(Beginning of STUDY MATERIAL)
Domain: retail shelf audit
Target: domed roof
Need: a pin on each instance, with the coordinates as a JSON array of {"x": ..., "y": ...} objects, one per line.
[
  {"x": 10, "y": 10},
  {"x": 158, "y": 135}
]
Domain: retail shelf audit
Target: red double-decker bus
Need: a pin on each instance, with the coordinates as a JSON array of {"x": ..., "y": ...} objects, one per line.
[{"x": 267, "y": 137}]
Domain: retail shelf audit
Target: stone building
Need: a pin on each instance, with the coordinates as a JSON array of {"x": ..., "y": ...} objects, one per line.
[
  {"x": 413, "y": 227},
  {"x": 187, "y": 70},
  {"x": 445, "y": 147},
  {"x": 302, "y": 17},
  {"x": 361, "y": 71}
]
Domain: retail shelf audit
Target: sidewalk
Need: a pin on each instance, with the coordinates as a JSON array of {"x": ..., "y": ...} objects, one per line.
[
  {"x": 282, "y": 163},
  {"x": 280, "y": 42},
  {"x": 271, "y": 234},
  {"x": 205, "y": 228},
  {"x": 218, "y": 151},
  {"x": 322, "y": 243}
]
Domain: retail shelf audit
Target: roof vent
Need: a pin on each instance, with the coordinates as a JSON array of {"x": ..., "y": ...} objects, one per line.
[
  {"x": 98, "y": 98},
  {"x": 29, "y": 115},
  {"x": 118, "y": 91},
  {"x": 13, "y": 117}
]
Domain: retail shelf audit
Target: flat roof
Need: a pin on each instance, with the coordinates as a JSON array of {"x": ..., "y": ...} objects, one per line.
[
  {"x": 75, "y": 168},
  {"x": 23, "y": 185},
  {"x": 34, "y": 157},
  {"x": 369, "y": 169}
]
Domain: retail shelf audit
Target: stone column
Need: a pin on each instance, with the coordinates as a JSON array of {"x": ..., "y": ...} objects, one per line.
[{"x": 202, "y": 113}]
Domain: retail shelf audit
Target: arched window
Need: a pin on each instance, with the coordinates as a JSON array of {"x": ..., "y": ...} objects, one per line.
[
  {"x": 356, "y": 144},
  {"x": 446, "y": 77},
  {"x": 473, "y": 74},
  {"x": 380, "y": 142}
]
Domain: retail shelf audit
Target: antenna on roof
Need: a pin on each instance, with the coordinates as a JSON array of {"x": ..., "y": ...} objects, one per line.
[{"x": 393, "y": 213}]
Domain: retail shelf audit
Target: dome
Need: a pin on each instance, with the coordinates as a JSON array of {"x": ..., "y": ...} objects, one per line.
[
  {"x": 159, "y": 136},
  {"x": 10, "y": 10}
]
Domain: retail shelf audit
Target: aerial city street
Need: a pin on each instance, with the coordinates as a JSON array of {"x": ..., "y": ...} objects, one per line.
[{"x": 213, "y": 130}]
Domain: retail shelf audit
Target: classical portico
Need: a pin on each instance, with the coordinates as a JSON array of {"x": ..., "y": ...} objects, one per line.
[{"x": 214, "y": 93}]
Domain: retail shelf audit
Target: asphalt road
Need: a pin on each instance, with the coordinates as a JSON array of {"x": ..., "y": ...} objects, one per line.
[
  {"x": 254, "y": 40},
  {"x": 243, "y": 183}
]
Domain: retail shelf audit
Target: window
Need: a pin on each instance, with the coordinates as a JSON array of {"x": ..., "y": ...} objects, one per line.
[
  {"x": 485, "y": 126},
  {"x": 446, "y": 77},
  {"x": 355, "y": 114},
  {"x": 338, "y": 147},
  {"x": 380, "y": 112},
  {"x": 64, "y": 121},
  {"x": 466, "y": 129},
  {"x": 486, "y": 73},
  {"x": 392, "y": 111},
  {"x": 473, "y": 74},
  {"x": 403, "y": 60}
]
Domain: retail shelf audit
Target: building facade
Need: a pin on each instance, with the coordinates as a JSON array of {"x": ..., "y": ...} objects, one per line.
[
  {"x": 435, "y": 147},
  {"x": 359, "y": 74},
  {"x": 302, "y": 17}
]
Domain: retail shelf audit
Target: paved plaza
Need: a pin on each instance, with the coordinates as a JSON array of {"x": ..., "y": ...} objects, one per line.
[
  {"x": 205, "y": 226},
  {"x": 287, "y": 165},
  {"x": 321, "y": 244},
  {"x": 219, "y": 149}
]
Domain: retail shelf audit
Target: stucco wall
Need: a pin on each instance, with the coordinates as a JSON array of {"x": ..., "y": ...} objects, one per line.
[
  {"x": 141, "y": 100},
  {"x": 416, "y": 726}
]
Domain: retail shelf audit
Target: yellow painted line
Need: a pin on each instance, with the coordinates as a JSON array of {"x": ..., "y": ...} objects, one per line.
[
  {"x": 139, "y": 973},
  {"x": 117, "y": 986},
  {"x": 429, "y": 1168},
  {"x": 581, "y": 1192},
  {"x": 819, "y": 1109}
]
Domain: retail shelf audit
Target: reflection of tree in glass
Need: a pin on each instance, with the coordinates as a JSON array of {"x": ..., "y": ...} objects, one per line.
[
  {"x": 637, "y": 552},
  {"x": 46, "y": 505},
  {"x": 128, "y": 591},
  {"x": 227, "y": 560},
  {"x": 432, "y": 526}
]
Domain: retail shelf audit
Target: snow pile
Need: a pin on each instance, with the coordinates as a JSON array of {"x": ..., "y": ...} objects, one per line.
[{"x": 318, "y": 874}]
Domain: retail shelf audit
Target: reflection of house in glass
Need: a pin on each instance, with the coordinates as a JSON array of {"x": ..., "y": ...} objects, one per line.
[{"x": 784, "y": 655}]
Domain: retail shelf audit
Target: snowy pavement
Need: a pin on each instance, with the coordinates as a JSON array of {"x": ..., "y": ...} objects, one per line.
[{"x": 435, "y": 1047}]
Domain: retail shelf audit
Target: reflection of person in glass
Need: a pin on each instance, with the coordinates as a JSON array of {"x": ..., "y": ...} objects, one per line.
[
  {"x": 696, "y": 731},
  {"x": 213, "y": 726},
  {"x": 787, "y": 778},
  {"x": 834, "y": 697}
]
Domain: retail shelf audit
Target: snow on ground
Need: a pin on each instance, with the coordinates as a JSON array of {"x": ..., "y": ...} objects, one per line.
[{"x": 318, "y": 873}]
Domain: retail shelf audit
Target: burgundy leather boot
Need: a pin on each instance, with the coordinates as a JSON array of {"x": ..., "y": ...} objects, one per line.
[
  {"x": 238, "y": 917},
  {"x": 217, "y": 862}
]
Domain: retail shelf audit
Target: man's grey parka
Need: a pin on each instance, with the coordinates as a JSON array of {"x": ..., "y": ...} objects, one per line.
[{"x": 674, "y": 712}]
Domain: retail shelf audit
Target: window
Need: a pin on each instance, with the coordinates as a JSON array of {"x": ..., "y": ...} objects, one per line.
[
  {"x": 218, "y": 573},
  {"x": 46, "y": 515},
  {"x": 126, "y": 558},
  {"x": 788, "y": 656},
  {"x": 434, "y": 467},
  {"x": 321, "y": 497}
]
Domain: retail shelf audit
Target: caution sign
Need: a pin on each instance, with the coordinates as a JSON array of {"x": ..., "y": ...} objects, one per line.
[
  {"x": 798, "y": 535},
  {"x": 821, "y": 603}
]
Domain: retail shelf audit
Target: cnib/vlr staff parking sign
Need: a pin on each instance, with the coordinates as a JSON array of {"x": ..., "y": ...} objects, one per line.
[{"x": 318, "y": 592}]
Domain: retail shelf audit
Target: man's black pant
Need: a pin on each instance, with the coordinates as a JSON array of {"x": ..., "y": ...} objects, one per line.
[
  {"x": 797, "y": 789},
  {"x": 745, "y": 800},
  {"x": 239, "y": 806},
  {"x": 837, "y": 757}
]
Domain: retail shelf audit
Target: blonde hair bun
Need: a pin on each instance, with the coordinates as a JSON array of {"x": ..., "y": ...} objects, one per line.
(End of STUDY MATERIAL)
_YOUR OBJECTIVE:_ Word for word, please print every line from the beginning of the records to the line bearing "Target: antenna on roof", counting both ends and stopping there.

_RESPONSE BELOW:_
Domain: retail shelf audit
Target: domed roof
Need: a pin on each instance, with the coordinates as a JSON array of {"x": ..., "y": ...} objects, one per line.
[
  {"x": 10, "y": 10},
  {"x": 158, "y": 135}
]
Domain: retail shelf audit
Target: red double-decker bus
Need: a pin on each instance, with the coordinates as a JSON array of {"x": ..., "y": ...} objects, one per line.
[{"x": 267, "y": 137}]
Domain: retail shelf audit
Target: stone building
Need: a pin on each instance, with the coordinates as a JSON array of {"x": ..., "y": ...} objects, one per line.
[
  {"x": 413, "y": 227},
  {"x": 187, "y": 70},
  {"x": 445, "y": 147},
  {"x": 302, "y": 17},
  {"x": 361, "y": 71}
]
Domain: retail shelf audit
Target: sidewalk
Need: a pin on each instance, with the coordinates as a JSON array of {"x": ..., "y": ...} objects, one per line.
[
  {"x": 282, "y": 163},
  {"x": 280, "y": 42},
  {"x": 271, "y": 234},
  {"x": 205, "y": 228},
  {"x": 218, "y": 151},
  {"x": 322, "y": 243}
]
Domain: retail shelf audit
Target: roof vent
Need: a pin on each instance, with the coordinates as a JSON array of {"x": ..., "y": ...} objects, one per line.
[
  {"x": 98, "y": 98},
  {"x": 29, "y": 115},
  {"x": 118, "y": 91},
  {"x": 13, "y": 117}
]
Domain: retail shelf audit
Target: flat roof
Need: a pin on each instance, with the coordinates as a JSON array of {"x": ..., "y": ...} objects, one per line.
[
  {"x": 75, "y": 168},
  {"x": 23, "y": 185},
  {"x": 34, "y": 157},
  {"x": 369, "y": 169}
]
Domain: retail shelf audit
Target: stone column
Need: a pin on each instance, with the coordinates as a JSON array of {"x": ..., "y": ...} objects, one per line.
[{"x": 202, "y": 113}]
Domain: retail shelf audit
Target: arched window
Need: a pin on each instance, with the coordinates as a JSON array of {"x": ..., "y": ...} objects, one per line.
[
  {"x": 356, "y": 144},
  {"x": 446, "y": 77},
  {"x": 473, "y": 74},
  {"x": 380, "y": 142}
]
Domain: retail shelf audit
Target: antenna on roof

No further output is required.